#### TASK GOAL
Convert everything from the line containing "Isolate stone slab" down to the line containing "0, 46, 12]]" into a Markdown table with columns named Row and Line, numbering each line and leaving out blank lines.

[Data items]
·····
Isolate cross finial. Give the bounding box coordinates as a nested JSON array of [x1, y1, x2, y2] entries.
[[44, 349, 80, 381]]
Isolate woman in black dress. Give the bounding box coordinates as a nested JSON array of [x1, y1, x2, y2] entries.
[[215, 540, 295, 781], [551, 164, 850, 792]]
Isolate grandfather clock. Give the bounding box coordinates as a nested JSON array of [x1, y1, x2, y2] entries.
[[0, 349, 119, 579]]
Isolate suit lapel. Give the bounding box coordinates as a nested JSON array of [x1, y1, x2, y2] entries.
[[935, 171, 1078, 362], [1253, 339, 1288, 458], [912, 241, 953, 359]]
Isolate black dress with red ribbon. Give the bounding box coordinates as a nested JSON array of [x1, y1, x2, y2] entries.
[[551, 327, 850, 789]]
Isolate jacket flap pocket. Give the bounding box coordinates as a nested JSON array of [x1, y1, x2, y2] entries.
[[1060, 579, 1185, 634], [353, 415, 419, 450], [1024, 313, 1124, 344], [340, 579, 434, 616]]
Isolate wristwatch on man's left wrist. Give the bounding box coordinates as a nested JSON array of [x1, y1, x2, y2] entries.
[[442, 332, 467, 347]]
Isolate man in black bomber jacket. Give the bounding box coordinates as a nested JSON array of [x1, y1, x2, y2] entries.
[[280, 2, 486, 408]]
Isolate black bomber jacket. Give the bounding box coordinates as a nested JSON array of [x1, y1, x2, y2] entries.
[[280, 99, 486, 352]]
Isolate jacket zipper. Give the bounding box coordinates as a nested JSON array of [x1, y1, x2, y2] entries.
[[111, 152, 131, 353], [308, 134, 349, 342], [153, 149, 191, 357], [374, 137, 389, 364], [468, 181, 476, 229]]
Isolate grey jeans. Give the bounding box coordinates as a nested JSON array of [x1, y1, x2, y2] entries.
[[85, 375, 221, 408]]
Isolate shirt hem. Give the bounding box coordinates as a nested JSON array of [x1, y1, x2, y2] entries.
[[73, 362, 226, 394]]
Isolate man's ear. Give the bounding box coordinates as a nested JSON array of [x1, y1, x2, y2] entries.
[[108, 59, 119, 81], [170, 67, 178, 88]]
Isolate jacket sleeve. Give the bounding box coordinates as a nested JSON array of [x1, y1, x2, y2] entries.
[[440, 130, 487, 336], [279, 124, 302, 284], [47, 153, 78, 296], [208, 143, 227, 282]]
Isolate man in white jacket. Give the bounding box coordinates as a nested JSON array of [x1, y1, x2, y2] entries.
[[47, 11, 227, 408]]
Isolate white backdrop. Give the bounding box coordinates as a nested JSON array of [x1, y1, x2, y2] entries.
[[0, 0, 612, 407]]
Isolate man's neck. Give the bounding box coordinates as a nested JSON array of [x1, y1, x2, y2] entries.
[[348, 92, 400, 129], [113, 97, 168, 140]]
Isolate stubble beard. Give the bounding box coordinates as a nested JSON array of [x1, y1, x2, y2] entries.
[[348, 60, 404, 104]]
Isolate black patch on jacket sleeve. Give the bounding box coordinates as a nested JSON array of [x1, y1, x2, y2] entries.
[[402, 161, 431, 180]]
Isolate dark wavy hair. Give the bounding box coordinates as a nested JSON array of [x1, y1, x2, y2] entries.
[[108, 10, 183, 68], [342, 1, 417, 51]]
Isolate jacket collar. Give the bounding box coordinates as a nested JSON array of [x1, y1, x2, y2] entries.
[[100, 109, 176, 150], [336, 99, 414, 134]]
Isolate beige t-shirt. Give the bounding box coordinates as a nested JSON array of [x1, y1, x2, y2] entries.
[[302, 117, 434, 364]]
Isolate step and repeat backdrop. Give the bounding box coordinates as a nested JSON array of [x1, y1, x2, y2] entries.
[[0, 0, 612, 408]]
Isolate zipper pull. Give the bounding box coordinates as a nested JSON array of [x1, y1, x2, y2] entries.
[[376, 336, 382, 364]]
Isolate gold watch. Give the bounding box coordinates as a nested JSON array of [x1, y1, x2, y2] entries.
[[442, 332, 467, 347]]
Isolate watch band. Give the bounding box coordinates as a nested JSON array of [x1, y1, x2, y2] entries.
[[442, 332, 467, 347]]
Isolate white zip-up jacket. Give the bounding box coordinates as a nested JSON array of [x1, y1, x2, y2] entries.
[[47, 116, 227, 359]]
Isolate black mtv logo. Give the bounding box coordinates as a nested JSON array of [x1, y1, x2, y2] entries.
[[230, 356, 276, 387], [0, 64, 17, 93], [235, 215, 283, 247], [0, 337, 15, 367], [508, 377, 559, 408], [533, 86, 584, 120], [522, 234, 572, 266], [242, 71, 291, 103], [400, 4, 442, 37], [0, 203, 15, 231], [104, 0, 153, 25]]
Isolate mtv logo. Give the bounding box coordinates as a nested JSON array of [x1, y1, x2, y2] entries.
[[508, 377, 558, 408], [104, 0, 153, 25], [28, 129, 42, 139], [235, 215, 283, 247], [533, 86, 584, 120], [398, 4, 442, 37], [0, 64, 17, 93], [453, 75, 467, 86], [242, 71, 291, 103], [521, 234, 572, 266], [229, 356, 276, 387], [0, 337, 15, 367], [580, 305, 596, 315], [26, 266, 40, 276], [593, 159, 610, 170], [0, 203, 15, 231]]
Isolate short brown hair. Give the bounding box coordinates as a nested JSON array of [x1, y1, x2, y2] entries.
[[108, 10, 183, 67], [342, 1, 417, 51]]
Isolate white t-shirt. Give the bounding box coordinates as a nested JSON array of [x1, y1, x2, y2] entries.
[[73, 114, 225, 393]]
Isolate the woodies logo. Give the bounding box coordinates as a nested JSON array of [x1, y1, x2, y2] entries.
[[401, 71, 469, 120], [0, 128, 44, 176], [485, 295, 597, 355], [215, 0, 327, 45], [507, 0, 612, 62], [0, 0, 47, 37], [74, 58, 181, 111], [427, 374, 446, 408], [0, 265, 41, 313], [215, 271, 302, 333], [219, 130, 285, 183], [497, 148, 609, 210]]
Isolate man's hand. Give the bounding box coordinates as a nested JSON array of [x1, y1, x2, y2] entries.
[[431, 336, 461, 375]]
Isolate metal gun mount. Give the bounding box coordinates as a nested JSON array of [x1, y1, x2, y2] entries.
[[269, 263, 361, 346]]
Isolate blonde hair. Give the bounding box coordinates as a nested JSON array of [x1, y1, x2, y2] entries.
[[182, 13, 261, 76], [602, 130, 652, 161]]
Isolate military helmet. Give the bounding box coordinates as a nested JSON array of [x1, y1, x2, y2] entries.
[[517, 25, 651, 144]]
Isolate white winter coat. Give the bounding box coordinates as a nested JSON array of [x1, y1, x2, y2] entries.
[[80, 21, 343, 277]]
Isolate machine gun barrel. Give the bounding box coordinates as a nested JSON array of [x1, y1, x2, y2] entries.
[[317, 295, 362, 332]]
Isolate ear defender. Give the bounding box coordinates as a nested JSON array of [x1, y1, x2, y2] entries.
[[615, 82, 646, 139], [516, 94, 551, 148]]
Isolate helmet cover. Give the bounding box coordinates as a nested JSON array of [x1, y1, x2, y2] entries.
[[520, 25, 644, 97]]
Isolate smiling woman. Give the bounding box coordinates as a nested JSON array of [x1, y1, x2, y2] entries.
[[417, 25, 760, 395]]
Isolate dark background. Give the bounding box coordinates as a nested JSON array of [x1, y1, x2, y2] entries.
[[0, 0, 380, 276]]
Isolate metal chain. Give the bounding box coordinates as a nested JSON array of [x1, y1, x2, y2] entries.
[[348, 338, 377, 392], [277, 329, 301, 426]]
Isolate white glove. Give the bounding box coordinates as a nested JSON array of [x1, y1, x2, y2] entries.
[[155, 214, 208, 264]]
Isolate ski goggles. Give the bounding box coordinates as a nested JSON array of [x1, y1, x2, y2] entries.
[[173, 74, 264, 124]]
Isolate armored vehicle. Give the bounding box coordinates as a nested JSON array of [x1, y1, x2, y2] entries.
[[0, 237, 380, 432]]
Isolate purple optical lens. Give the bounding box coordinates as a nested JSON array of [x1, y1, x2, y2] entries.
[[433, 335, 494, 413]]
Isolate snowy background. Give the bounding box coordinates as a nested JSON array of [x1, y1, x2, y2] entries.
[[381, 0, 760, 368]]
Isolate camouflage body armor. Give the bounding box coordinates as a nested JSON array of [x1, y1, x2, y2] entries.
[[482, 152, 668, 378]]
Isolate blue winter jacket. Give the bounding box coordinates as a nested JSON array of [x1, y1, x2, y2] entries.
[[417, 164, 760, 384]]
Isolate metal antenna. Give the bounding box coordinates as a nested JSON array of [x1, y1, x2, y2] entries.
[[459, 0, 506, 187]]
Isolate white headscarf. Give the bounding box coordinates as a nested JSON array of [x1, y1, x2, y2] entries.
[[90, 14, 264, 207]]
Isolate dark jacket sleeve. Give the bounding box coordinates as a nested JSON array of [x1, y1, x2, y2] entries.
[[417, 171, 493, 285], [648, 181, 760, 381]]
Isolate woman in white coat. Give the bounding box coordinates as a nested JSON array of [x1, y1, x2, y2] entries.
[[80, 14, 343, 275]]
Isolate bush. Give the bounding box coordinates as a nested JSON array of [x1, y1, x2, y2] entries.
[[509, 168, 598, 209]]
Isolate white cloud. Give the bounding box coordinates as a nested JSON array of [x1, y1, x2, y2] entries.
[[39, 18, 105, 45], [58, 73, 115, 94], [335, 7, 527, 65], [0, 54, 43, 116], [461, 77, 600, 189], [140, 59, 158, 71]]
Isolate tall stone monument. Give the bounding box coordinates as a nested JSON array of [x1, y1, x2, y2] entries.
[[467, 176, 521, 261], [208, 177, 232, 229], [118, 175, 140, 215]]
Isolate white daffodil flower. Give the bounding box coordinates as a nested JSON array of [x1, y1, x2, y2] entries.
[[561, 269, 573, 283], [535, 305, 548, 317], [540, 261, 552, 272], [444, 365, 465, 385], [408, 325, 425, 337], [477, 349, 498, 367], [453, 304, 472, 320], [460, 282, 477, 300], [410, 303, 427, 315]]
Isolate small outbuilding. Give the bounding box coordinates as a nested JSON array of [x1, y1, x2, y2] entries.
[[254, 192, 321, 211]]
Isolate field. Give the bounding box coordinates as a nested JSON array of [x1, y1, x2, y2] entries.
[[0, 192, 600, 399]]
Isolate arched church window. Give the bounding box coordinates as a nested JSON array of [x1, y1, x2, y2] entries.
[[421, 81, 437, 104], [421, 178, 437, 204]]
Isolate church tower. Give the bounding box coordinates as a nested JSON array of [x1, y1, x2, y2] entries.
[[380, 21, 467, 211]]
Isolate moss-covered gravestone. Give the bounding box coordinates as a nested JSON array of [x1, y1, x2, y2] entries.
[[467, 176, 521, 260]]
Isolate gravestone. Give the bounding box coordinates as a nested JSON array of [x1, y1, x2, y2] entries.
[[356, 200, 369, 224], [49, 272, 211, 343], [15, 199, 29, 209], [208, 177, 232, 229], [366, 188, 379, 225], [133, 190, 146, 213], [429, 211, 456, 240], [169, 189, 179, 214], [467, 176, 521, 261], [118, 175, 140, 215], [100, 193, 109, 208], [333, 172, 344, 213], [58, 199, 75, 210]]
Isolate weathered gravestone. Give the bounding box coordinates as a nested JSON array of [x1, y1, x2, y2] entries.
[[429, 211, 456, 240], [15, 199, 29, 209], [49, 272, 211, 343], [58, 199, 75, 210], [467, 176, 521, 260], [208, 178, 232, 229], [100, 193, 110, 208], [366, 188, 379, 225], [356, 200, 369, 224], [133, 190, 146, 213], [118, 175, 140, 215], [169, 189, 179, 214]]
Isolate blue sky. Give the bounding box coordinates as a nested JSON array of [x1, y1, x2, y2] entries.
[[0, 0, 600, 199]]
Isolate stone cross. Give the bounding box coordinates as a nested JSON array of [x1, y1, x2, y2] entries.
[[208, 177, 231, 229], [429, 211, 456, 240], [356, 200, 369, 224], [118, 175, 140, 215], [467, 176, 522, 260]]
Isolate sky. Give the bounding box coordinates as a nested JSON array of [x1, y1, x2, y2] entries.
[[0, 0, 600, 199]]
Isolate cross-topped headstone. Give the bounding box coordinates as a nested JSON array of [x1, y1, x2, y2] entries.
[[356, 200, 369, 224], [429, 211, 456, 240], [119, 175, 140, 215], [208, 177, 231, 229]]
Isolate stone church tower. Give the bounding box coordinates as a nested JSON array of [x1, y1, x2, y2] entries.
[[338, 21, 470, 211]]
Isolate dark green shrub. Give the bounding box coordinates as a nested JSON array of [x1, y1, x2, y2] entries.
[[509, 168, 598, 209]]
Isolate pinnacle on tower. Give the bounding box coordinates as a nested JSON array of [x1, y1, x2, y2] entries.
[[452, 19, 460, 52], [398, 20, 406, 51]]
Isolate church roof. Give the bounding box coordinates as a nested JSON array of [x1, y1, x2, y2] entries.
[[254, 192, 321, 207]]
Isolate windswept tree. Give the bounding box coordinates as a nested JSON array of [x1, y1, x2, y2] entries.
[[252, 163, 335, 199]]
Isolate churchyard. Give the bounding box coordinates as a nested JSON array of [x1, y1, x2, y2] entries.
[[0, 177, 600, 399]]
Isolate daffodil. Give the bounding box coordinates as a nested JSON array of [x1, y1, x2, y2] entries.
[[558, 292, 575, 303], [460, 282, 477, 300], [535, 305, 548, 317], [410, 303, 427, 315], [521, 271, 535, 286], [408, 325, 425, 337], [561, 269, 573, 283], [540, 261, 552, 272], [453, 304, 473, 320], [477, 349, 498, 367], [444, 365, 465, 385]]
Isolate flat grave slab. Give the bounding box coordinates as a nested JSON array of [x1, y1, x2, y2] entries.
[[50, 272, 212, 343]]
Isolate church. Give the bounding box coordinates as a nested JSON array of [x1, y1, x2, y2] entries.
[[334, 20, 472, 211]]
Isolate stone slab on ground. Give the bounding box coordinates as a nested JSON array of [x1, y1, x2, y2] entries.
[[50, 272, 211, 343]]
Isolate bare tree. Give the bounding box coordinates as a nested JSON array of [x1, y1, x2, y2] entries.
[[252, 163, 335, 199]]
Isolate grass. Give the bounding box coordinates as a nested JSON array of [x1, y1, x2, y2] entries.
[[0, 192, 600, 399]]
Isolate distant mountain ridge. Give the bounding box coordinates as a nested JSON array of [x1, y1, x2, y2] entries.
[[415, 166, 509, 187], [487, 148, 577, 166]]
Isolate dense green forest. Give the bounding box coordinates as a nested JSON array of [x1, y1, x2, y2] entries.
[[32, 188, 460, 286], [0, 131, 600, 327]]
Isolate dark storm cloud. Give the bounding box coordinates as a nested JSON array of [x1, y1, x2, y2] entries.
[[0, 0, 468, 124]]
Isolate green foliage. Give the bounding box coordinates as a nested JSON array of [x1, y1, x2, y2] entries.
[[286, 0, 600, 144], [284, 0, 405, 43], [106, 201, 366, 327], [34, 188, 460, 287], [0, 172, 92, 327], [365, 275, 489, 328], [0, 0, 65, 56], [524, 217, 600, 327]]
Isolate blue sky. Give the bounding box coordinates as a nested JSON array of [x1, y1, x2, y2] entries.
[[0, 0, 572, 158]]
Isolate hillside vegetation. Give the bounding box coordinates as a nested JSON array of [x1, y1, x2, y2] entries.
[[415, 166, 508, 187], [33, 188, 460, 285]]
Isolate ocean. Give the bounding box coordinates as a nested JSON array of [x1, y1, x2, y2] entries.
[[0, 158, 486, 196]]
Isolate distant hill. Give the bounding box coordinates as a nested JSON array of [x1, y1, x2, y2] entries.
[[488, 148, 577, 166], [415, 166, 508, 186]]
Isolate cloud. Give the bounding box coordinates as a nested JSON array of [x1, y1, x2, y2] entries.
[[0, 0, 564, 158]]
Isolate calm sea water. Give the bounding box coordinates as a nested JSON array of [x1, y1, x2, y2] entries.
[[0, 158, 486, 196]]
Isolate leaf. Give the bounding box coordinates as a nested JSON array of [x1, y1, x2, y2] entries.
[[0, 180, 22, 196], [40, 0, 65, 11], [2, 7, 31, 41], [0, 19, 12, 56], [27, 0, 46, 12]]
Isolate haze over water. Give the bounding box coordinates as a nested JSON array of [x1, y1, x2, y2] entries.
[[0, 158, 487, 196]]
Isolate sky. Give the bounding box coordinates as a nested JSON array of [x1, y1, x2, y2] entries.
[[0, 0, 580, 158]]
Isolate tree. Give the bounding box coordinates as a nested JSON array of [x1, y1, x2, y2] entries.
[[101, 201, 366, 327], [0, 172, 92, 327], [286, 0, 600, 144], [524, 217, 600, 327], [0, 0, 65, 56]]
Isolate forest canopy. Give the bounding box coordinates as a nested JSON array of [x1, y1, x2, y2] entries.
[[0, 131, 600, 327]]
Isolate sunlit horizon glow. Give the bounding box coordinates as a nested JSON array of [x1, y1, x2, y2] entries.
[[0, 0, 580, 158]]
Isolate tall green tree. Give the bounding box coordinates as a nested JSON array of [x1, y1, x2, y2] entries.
·····
#### ANSWER TO THIS TASK
| Row | Line |
|---|---|
| 1 | Isolate stone slab on ground. Give the bounding box coordinates as a nested JSON array of [x1, y1, x2, y2] entries. |
| 2 | [[50, 272, 211, 343]] |
| 3 | Isolate bare tree. Give the bounding box coordinates as a nested JSON array of [x1, y1, x2, y2] entries. |
| 4 | [[252, 163, 335, 199]] |
| 5 | Isolate grass. Give the bounding box coordinates as a nested JSON array of [x1, y1, x2, y2] entries. |
| 6 | [[0, 192, 600, 399]] |
| 7 | Isolate distant mountain ridge. Give the bounding box coordinates as a nested JSON array of [x1, y1, x2, y2] entries. |
| 8 | [[415, 166, 509, 187], [487, 148, 577, 166]] |
| 9 | Isolate dense green forest. Give the bounding box coordinates as a nested JSON array of [x1, y1, x2, y2] entries. |
| 10 | [[32, 188, 460, 286], [0, 131, 600, 327]] |
| 11 | Isolate dark storm cloud. Give the bounding box coordinates as a nested JSON array of [x1, y1, x2, y2] entries. |
| 12 | [[0, 0, 468, 124]] |
| 13 | Isolate green foliage. Give the bounding box coordinates as a nested JSON array of [x1, y1, x2, y2] entries. |
| 14 | [[286, 0, 600, 144], [284, 0, 405, 43], [106, 201, 366, 327], [34, 188, 460, 287], [0, 172, 92, 327], [365, 275, 489, 328], [0, 0, 65, 56], [524, 217, 600, 327]] |
| 15 | Isolate blue sky. Give the bounding box coordinates as a nested JSON array of [x1, y1, x2, y2] entries. |
| 16 | [[0, 0, 572, 158]] |
| 17 | Isolate hillside vegetation. Give the bounding box coordinates as a nested JSON array of [x1, y1, x2, y2] entries. |
| 18 | [[415, 166, 508, 187], [33, 188, 460, 285]] |
| 19 | Isolate ocean. Give the bounding box coordinates as a nested JSON array of [x1, y1, x2, y2] entries. |
| 20 | [[0, 158, 486, 196]] |
| 21 | Isolate distant hill. Give the bounding box coordinates as a nested JSON array of [x1, y1, x2, y2] entries. |
| 22 | [[488, 148, 577, 166], [415, 166, 508, 186]] |
| 23 | Isolate cloud. Give the bounding box coordinates as a nested JSON array of [x1, y1, x2, y2] entries. |
| 24 | [[0, 0, 564, 158]] |
| 25 | Isolate calm sea water. Give the bounding box coordinates as a nested JSON array of [x1, y1, x2, y2] entries. |
| 26 | [[0, 158, 486, 196]] |
| 27 | Isolate leaf. Give the bounding box coordinates as a nested JSON array of [x1, y1, x2, y2] entries. |
| 28 | [[0, 180, 22, 196], [40, 0, 65, 11], [2, 7, 31, 41], [0, 19, 12, 56], [27, 0, 46, 12]] |